SHORT EXERCISE> Word for word, retype every entry in the listing.

[Recorded data]

____

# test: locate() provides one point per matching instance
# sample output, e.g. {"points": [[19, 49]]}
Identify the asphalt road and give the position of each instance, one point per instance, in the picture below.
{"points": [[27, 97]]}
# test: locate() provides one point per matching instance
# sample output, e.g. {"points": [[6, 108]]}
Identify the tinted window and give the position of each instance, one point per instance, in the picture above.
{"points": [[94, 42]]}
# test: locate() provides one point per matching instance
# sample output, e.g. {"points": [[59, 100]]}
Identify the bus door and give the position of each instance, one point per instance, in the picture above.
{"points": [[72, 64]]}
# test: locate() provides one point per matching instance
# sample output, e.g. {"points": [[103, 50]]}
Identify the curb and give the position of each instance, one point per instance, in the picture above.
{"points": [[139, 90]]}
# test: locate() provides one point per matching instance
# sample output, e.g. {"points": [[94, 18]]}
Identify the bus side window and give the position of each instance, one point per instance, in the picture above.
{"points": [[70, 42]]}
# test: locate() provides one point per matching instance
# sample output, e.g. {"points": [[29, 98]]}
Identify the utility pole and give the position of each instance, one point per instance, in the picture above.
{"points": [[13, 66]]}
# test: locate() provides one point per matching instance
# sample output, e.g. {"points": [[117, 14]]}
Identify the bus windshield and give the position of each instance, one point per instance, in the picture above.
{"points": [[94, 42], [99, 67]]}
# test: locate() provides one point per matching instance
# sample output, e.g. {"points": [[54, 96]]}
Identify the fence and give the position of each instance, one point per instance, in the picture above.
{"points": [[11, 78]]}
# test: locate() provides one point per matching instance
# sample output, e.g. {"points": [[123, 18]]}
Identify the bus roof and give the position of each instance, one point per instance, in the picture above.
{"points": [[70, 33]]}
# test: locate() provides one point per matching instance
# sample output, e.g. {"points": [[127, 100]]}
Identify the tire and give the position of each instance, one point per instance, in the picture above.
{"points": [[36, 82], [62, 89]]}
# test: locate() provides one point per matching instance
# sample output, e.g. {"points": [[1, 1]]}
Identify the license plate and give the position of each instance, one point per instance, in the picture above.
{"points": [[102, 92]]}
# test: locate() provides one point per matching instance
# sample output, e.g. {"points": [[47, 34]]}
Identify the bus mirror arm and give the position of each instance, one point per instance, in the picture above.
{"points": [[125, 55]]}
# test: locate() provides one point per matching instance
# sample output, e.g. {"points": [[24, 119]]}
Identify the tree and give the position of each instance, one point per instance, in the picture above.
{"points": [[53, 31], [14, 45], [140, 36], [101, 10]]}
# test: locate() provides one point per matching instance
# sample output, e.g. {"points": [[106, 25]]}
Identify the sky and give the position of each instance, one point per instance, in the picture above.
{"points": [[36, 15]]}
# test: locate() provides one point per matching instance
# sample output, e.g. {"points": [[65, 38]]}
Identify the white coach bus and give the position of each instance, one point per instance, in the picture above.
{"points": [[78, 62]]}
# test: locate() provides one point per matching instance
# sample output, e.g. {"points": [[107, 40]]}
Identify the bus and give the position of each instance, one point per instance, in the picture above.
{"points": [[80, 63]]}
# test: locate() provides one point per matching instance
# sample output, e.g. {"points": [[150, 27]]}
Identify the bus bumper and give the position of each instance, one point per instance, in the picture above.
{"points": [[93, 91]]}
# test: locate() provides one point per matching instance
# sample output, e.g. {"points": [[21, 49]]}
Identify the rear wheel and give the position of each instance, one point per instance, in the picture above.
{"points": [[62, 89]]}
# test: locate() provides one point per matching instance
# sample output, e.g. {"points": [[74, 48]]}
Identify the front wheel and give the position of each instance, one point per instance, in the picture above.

____

TASK RESULT>
# test: locate() provides one point per matching instance
# sample output, e.g. {"points": [[19, 49]]}
Identify the asphalt road and give the position of each instance, one point per instance, in the picture below.
{"points": [[27, 97]]}
# test: locate() provides one point per matching instance
# sample output, e.g. {"points": [[6, 108]]}
Identify the tinted window and give the position of each instance, one point per instance, in the picture above.
{"points": [[94, 42]]}
# test: locate() provides one point per matching instance
# sample output, e.g. {"points": [[59, 100]]}
Identify the bus door and give the position of each instance, one point per instance, in the picture above.
{"points": [[72, 64]]}
# test: locate() provides one point per matching instance
# sample output, e.g. {"points": [[103, 50]]}
Identify the curb and give the position of each instance, one point per instance, in the picture above.
{"points": [[139, 90]]}
# test: locate() provides one point per matching instance
# sample output, e.g. {"points": [[94, 18]]}
Identify the bus side window and give the position of each instance, one point per instance, in the picture above.
{"points": [[70, 42]]}
# test: locate() provides one point per matching instance
# sample output, e.g. {"points": [[29, 98]]}
Identify the utility pole and give the position of each instance, one point per instance, in the picture above.
{"points": [[13, 66]]}
# test: locate() provides one point per matching instance
# sample output, e.g. {"points": [[117, 14]]}
Identify the bus windshield and give the position of each instance, one point per instance, in the picture above.
{"points": [[94, 42], [99, 67]]}
# test: locate() provides one point per matching instance
# sample output, e.g. {"points": [[54, 96]]}
Identify the fence and give the position of each instance, one point per instance, in the picture above.
{"points": [[11, 78]]}
# test: locate() provides one point per matching instance
# sample output, e.g. {"points": [[123, 18]]}
Identify the bus roof and give the position of each instance, one point per instance, in the picture above.
{"points": [[70, 33]]}
# test: locate() provides one point per matching instance
# sample output, e.g. {"points": [[127, 100]]}
Identify the tire and give the position of each instance, one point per instance, in the picture above.
{"points": [[36, 82], [62, 89]]}
# test: locate() provides one point per matching instance
# sample output, e.g. {"points": [[1, 1]]}
Identify the license plate and give the position of each instance, one point per instance, in the picture above.
{"points": [[102, 92]]}
# test: locate() provides one point per matching instance
# sample output, e.g. {"points": [[47, 34]]}
Identify the bus mirror arm and give the position of each instance, one point per instance, in the picture above.
{"points": [[125, 55]]}
# test: locate() provides one point per matching instance
# sample output, e.g. {"points": [[24, 119]]}
Identify the tree and give the position of each instance, one point per instance, in the picture above.
{"points": [[53, 31], [14, 45], [140, 36], [101, 10]]}
# test: locate() provides one point per matching instance
# sample output, e.g. {"points": [[106, 25]]}
Identify the sky and give the position of each instance, one point per instance, in the picture above.
{"points": [[36, 15]]}
# test: locate() provides one point per matching instance
# sample output, e.g. {"points": [[65, 38]]}
Identify the white coach bus and give the position of each instance, one point per instance, in the picture above.
{"points": [[78, 62]]}
# test: locate() provides one point per matching instance
# sample output, e.g. {"points": [[107, 40]]}
Identify the bus and give the position of each instance, one point per instance, in the picture above.
{"points": [[80, 63]]}
# test: locate() provides one point per matching instance
# sample output, e.g. {"points": [[150, 27]]}
Identify the bus bumper and give the position of each instance, one point per instance, in the picture above.
{"points": [[93, 91]]}
# test: locate() provides one point per matching instance
# sample output, e.g. {"points": [[21, 49]]}
Identify the rear wheel and give the position of each instance, one point per instance, in the picture above.
{"points": [[62, 89]]}
# test: locate() provides one point per matching instance
# sample output, e.g. {"points": [[74, 48]]}
Identify the front wheel and give the position of each instance, one point per instance, in the picture above.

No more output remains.